Every entry below should be repeated exactly; the pictures should not.

-------- Stored records

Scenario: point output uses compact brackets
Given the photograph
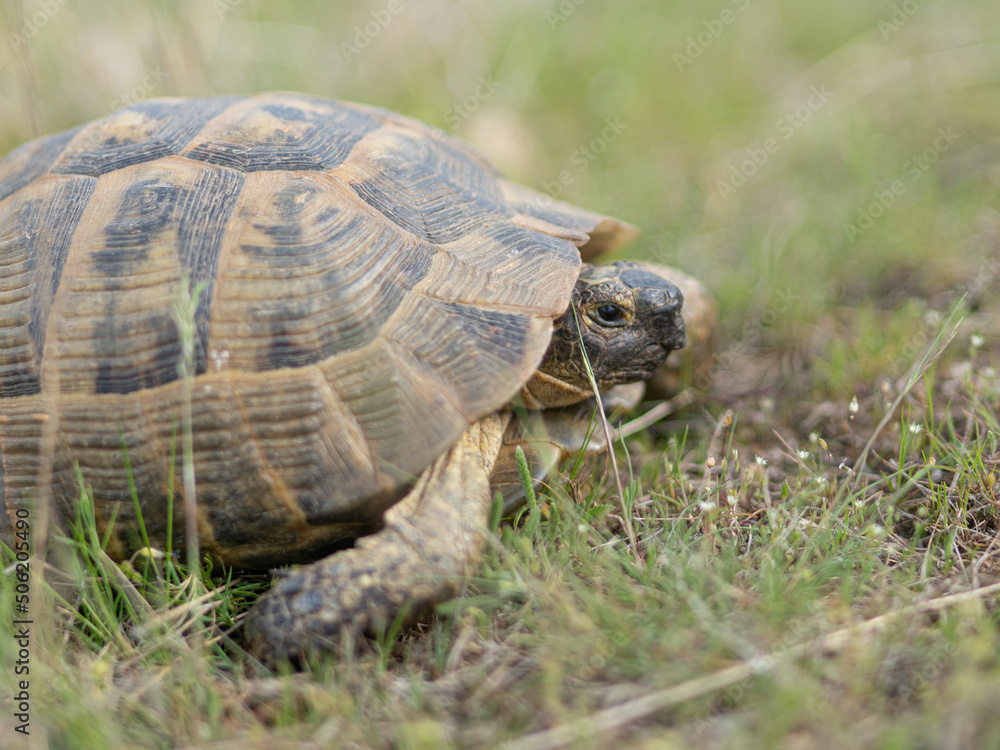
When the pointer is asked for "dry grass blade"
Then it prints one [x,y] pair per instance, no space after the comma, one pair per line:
[634,710]
[934,350]
[626,514]
[658,412]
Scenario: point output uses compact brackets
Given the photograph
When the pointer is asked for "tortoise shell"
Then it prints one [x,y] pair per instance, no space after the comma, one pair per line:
[370,287]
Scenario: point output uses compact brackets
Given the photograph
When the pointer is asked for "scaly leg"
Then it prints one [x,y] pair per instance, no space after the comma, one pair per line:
[430,544]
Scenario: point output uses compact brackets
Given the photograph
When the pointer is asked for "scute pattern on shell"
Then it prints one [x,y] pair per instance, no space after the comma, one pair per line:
[371,287]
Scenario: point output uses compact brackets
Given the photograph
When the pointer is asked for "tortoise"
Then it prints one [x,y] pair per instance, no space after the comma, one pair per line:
[374,298]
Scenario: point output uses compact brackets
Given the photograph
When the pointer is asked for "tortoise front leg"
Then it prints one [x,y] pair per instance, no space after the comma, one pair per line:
[430,544]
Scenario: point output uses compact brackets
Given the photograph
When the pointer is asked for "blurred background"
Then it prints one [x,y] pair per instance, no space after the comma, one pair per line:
[825,168]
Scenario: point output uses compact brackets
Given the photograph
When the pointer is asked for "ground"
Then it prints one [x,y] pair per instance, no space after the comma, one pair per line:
[799,559]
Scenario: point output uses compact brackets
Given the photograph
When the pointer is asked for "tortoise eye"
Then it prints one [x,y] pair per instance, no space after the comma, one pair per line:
[611,315]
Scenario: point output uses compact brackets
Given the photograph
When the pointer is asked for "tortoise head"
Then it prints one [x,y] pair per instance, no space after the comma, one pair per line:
[628,318]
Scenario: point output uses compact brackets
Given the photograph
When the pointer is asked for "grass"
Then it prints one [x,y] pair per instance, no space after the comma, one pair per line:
[759,531]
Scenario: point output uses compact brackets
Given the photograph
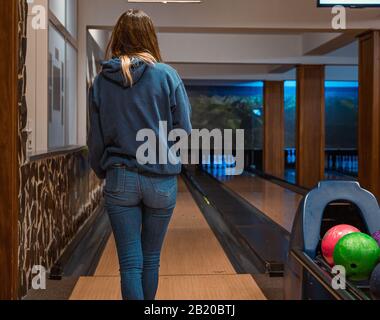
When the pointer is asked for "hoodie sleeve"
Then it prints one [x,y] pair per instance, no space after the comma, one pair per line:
[95,137]
[181,109]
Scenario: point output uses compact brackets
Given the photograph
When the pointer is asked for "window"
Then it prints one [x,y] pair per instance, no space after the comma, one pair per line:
[51,89]
[62,75]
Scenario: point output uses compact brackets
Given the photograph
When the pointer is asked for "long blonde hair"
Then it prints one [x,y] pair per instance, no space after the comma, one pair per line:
[134,36]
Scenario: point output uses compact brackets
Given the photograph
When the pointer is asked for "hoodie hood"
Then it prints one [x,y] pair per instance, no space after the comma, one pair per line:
[112,70]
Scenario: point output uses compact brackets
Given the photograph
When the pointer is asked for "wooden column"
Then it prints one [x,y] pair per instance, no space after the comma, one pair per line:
[8,147]
[369,111]
[310,138]
[274,128]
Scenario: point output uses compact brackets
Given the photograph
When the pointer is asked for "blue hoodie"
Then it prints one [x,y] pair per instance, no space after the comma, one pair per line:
[118,111]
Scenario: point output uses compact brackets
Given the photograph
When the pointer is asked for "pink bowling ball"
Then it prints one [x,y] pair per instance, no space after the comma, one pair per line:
[332,237]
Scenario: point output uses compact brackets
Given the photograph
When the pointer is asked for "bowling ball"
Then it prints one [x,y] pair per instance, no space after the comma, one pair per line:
[332,237]
[358,253]
[374,283]
[376,236]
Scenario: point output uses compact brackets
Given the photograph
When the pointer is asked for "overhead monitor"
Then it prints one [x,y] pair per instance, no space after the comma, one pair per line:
[349,3]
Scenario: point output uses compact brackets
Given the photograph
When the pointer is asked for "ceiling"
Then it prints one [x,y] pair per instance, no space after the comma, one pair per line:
[243,39]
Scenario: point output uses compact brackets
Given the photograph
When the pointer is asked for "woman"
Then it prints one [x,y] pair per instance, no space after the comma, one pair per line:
[136,91]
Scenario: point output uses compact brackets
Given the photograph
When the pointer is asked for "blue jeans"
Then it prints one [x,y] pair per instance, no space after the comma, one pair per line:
[140,208]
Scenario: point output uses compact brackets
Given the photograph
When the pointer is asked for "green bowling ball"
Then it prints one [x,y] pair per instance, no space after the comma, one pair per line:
[358,253]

----------------

Complete answer:
Scenario: point output uses compact brackets
Given the photograph
When the pointer is asked for "dry grass blade"
Then it prints one [x,y] pair per instance, no space after the comma, one pair per line:
[634,710]
[934,350]
[626,514]
[658,412]
Scenario: point output uses compact brackets
Given the photograph
When the pointer is asked for "tortoise shell"
Then it prints one [x,y] pair per instance, no space after the comma, one pair per line:
[370,287]
Scenario: point output uses compact brackets
Given the photograph
When the pointer is asked for "scaly leg"
Then it prints one [x,y] pair per instance, no space after the comma, one pair per line:
[430,544]
Scenario: point output uses compact brackets
Given the photograph
When the pointer is asked for "scute pattern on shell"
Then it prints one [x,y] pair per instance, no space after the comma, one pair per line:
[371,287]
Scenario: point output uses compact brackets
Given the photograph
When the pointer is asked for "tortoise"
Then it prints one [x,y] pair per instance, no space after the comma, one pair per line:
[374,298]
Scenario: point output uses compact brackets
Given the photograph
When the pointer is asked for "tortoise front leg"
Then it prints one [x,y] pair per instance, no space after the comma, one pair per line:
[430,544]
Scenario: point output uses compact brackets
Given the photograph
When the pointer is asked for "blurred background"
Then it prints one [x,y] pair per instance, no space after the comma, one pair per line:
[825,168]
Scenario: point output uses compact brackets
Given the photograph
When the pointer is asked for "ground"
Then it prints one [x,y] pair per instance, no space after the comma, one pair per line:
[799,559]
Scenario: point output uses compact brackets
Given the photograph
When the pointer is asked for "tortoise eye"
Then it prints one [x,y] pair per instance, no space after the comma, one pair per line:
[611,315]
Scenario: point output uses compact brackets
Given the photograph
When the pointer is asked for "tortoise head"
Then it prints one [x,y] pair per instance, no space after the comma, one pair per line:
[628,318]
Scenario: point output uses compact brackets
Given the photograph
When the pointer is asked for "grass"
Then it prints one [x,y] pair per instance, no space after the comma, one pair per line:
[759,531]
Scenario: point output uses compact brackets
Given the photograph
When the pointer is asked for "hoodie sleeve"
Then it prints one [x,y] pair per instance, no space after the comma, one pair per line:
[95,137]
[181,109]
Scenario: point output uses compact brackets
Given the photograph
When the pointer is asked for "window"
Then it prints one [x,y] pair per instance, no space after the comma, one pair per line:
[51,89]
[62,75]
Scenario: point output uses compact brackets
Given the photograph
When the pointer is asked for "long blonde hair"
Then it prints one [x,y] pair per instance, no space after the comma, one pair per line:
[134,36]
Scenario: point output uses compact brackets
Given the photograph
When the pointer is asked for "hoodie hood"
Then it prints one [x,y] pair per instance, no space after the comma, one pair per line:
[112,70]
Scenario: point output uses compact brackets
Given the photograph
When the pointer is asked for "wooden column"
Then it prints one [x,y] pair per instance, no space after the comma, one pair per line:
[8,147]
[369,111]
[310,138]
[274,128]
Scenario: point output uses compact brackets
Given the photograph
When the pointer is asked for "blue hoodie"
Then it prints one [x,y] pair per instance, no space after the comma, one pair per line:
[118,111]
Scenario: point output uses compact brackets
Given the photograph
When the pointer is asked for "pink bowling ball"
Then it prints one [x,y] pair per instance, no space after the comma, one pair per line:
[332,237]
Scenario: point output uses compact brackets
Given the photograph
When the pointer is asked for "bowling ball"
Then it prints one [x,y] pair per instance, no space after the comma, one pair per line:
[332,237]
[358,253]
[374,283]
[376,236]
Scenario: point output uses compact brackets
Given the photograph
When the pointer is asked for "overhead monitor"
Then it prints one [x,y] pair per instance, no space after the comma, one pair per line:
[349,3]
Scenario: point output uses compact brackets
Given the photograph
When the pointer is asked for "ceiling"
Then it prints one [x,y] pair per instance, no space after the comma, one pair per line:
[243,39]
Scenario: point output uses compact brackets
Given the photograph
When the pointer is asked for "woman"
Then it prints one [x,y] pair per instance, no space after the comma, one pair per line:
[136,91]
Scenario: point output uses compact brackets
Given the photograph
When the pointer is asked for "blue jeans"
Then it prints one [x,y] pair per instance, no space after the comma, one pair per line:
[140,208]
Scenario: point output uses compact brackets
Given the photograph
When the pointer is asked for "green bowling ball"
Then it prints one [x,y] pair per instance, no space after the comma, one pair per line:
[358,253]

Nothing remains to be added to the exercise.